Respond with the count alone after checking every line in the material below for "house".
───
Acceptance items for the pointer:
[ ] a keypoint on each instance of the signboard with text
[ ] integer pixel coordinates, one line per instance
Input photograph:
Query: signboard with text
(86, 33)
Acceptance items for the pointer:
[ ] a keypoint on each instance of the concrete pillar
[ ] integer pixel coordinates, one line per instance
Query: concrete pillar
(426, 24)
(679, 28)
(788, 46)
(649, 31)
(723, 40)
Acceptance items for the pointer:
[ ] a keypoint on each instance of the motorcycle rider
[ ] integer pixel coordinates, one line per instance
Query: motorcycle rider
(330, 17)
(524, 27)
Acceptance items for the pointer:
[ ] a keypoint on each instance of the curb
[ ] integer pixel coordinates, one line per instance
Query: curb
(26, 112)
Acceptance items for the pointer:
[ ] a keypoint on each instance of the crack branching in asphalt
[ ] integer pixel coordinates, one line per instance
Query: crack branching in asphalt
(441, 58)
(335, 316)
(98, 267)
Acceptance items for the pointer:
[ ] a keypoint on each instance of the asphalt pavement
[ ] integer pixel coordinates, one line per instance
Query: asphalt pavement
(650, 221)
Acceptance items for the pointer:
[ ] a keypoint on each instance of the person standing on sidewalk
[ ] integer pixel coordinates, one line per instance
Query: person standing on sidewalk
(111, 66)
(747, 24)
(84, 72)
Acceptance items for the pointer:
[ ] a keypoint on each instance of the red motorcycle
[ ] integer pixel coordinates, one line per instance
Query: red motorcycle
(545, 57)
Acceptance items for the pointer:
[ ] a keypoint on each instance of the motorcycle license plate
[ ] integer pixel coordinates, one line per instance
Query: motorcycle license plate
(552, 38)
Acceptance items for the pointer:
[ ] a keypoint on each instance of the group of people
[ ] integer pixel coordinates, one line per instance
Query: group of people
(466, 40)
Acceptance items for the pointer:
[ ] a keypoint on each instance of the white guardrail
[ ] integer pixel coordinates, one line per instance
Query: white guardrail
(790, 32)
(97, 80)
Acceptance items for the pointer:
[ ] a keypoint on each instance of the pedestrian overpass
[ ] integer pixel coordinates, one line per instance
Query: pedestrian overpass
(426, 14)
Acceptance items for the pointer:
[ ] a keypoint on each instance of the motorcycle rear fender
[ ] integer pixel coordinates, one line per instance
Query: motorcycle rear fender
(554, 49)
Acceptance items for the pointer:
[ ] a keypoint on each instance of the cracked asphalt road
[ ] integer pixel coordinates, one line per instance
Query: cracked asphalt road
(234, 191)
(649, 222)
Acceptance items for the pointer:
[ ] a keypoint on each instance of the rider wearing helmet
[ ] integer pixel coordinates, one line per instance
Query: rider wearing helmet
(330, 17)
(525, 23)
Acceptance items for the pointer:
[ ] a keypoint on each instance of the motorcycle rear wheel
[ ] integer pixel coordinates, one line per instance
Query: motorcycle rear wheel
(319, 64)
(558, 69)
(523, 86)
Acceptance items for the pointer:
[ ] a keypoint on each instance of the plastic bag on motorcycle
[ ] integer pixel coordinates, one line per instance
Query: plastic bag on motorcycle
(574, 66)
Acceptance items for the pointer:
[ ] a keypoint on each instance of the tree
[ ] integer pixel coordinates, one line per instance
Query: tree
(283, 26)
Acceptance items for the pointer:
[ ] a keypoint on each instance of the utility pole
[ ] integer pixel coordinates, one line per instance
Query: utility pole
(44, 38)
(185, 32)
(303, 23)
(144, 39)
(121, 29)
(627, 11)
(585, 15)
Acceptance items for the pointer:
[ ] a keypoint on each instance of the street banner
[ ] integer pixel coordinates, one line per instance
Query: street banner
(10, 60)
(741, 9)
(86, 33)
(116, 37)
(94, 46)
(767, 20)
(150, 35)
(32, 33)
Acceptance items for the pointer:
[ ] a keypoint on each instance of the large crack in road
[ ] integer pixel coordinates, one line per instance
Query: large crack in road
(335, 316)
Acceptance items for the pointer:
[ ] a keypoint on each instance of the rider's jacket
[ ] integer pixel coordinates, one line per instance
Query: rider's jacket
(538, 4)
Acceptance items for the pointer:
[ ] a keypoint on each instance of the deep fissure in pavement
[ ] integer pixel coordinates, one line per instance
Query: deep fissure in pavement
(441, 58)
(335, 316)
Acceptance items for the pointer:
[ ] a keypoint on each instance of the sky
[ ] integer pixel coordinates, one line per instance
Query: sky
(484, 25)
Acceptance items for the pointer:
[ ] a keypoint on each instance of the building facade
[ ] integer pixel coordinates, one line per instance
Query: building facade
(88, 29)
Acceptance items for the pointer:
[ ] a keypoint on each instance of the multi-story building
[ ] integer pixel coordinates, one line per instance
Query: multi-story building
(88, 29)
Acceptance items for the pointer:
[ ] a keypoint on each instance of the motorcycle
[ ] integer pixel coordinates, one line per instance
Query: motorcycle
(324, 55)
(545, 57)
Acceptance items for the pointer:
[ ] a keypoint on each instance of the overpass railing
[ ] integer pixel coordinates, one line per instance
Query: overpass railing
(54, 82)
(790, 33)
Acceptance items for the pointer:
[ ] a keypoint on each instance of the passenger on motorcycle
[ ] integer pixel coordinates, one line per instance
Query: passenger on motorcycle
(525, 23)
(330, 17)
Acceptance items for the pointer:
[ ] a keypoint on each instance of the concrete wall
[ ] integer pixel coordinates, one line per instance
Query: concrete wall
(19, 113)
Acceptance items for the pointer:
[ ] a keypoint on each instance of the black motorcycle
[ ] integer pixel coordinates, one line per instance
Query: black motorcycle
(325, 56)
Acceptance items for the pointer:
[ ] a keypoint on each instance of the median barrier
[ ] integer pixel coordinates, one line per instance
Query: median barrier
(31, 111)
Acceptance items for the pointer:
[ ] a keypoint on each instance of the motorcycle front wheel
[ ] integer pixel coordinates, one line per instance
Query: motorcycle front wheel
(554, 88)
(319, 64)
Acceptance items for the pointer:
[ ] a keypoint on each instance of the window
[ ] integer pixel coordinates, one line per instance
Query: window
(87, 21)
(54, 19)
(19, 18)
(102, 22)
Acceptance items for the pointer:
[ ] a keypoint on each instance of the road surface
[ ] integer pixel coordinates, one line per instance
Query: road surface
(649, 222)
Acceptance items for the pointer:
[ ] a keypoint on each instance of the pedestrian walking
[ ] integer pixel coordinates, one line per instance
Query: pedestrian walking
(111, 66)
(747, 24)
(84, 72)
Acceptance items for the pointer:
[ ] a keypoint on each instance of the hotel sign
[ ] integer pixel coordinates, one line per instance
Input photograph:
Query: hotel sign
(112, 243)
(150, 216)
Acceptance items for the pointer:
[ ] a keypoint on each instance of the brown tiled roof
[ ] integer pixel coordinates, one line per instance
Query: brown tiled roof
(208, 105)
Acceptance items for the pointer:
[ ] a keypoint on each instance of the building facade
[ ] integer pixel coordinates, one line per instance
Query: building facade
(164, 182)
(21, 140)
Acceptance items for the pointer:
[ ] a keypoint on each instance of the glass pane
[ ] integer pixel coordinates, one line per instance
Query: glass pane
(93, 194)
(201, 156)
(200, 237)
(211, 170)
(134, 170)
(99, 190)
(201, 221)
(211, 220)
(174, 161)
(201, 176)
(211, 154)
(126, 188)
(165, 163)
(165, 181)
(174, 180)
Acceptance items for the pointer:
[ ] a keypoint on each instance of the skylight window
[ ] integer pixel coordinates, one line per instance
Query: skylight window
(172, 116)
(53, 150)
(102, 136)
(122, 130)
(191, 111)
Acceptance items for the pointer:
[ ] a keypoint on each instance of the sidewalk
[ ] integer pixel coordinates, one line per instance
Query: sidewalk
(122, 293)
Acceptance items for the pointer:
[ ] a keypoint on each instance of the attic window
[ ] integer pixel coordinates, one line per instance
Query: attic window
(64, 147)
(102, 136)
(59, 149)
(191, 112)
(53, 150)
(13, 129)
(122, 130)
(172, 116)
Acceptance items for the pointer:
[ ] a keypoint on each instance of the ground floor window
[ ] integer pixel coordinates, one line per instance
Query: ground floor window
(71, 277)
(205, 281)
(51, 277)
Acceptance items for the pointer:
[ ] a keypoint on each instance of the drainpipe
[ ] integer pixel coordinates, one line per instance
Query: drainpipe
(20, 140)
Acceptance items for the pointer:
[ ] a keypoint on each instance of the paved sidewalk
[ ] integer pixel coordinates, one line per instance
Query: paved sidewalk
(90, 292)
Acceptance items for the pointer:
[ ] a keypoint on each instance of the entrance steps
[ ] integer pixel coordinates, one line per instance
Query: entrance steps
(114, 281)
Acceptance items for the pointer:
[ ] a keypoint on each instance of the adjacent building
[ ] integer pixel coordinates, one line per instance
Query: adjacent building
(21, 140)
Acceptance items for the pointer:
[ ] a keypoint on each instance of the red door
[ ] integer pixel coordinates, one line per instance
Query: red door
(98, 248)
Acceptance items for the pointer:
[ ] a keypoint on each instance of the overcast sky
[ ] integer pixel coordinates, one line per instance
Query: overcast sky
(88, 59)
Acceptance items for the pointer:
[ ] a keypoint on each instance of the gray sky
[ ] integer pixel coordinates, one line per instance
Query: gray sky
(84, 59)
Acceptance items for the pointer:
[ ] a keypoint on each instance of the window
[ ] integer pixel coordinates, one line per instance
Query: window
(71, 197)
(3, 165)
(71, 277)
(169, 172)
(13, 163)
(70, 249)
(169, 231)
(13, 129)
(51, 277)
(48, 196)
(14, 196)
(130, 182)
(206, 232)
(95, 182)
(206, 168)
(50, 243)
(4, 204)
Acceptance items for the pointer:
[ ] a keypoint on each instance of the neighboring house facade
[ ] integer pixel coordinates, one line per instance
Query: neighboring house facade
───
> ANSWER TO THIS PROBLEM: 2